§ **PROVIDED DATA**
-- BEGIN --
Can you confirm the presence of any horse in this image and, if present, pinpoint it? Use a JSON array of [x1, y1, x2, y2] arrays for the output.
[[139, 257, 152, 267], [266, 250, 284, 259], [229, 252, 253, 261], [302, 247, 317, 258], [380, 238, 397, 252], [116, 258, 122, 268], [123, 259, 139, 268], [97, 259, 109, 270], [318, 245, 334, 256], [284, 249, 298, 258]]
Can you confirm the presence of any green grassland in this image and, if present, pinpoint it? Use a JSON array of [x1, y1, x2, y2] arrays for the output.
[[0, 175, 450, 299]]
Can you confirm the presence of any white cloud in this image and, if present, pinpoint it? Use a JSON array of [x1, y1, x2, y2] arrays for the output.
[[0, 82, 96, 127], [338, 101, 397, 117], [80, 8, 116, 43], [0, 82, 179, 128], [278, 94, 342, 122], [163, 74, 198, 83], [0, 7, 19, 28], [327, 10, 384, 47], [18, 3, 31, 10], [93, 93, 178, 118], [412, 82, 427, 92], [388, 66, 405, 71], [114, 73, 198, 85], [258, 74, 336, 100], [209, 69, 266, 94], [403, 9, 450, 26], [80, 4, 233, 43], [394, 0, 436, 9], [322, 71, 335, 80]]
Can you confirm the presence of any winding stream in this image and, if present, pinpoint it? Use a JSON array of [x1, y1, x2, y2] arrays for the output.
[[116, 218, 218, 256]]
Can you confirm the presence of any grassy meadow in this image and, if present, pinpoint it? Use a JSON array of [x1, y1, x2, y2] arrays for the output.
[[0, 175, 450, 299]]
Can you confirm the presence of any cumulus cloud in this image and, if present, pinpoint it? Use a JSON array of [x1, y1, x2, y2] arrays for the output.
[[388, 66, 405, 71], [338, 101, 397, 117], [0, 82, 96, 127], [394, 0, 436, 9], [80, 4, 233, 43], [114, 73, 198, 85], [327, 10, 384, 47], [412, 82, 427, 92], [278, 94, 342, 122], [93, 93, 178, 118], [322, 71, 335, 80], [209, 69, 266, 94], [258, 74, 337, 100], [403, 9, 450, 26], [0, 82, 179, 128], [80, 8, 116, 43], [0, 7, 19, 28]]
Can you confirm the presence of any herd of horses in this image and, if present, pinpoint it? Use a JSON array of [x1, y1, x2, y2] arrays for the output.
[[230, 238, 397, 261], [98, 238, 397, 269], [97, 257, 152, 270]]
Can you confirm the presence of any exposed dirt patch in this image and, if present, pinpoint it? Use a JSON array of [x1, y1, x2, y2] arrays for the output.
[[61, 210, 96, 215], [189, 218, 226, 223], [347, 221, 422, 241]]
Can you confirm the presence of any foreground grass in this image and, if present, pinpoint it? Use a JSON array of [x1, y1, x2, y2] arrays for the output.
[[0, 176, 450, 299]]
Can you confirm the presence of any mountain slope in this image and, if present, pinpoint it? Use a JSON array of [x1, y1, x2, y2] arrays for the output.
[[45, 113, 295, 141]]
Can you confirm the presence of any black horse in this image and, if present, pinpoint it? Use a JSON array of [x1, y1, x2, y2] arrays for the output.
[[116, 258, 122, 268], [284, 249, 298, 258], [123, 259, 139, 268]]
-- END --
§ **REQUEST**
Rewrite every one of the entries above, swapping "pinpoint" for "locate" wherever it occurs and changing nothing else.

§ **SOLUTION**
Can you confirm the presence of any horse in this image and, if present, locate it? Use a JSON array of [x1, y1, x2, y2] arrays for the output.
[[139, 257, 152, 267], [266, 250, 284, 259], [229, 252, 253, 261], [302, 247, 317, 258], [380, 238, 397, 252], [116, 258, 122, 268], [123, 259, 139, 268], [97, 259, 109, 270], [318, 245, 334, 256], [284, 249, 298, 258]]
Can you confirm the presence of any green grassland in this image and, if present, locate it? Use a JSON array of [x1, y1, x2, y2] arrays for the output.
[[0, 175, 450, 299]]
Can you confirm the presence of any white cloud in this image and, if present, locate it? Use a JSON array of [x1, y1, x2, y2] arrays for the output.
[[0, 82, 96, 127], [338, 101, 397, 117], [80, 8, 116, 43], [0, 82, 179, 128], [278, 94, 342, 122], [163, 74, 198, 83], [0, 7, 19, 28], [327, 10, 384, 47], [18, 3, 31, 10], [93, 93, 178, 118], [412, 82, 427, 92], [388, 66, 405, 71], [114, 73, 198, 85], [258, 74, 336, 100], [209, 69, 266, 94], [403, 9, 450, 26], [80, 4, 233, 43], [394, 0, 436, 9], [322, 71, 335, 80]]
Can you confirm the presence of any winding stream in this image and, if present, locate it? Use a JSON array of [x1, y1, x2, y2] arrays for the output.
[[116, 218, 218, 256]]
Can you confirm the presence of any grassy meadow in this image and, if present, locate it? Use a JSON array of [x1, y1, x2, y2] arrays for the output.
[[0, 175, 450, 299]]
Can you confirm the presence of any cumulus cloud in this image and, if present, locate it? Use a JSON array of [x1, y1, x2, y2] arrays for the output.
[[388, 66, 405, 71], [338, 101, 397, 117], [0, 82, 96, 127], [394, 0, 436, 9], [80, 4, 233, 43], [114, 73, 198, 85], [327, 10, 384, 47], [412, 82, 427, 92], [278, 94, 342, 122], [93, 93, 178, 118], [322, 71, 335, 80], [209, 69, 266, 94], [258, 74, 337, 100], [403, 9, 450, 26], [0, 82, 179, 128], [80, 8, 116, 43], [0, 7, 19, 28]]
Can you confirm the presence of any herd of horses in this image and, if present, locate it? Use a JSON array of [x1, y1, x2, y2] arrays for the output.
[[230, 238, 397, 261], [98, 238, 397, 269], [97, 257, 152, 270]]
Can you confirm the presence of any exposed dirt patch in this image and, if present, locate it? Use a JSON array of [x1, y1, x2, y2] arrays for the output.
[[61, 210, 96, 215], [189, 218, 226, 223], [347, 221, 422, 241]]
Can you confirm the presence of any foreground grass in this image and, if present, locate it? Use a JSON array of [x1, y1, x2, y2] arrays for the output.
[[0, 176, 450, 299]]
Can you confirm the presence of any mountain slope in this image and, if present, locate it? Use a JSON array of [x1, y1, x2, y2] arrays for the output.
[[45, 113, 295, 141]]
Can you confirm the presence of any black horse in this image and, if present, locate it? Use a JSON array of [x1, y1, x2, y2] arrays for the output.
[[116, 258, 122, 268], [284, 249, 298, 258], [123, 259, 139, 268]]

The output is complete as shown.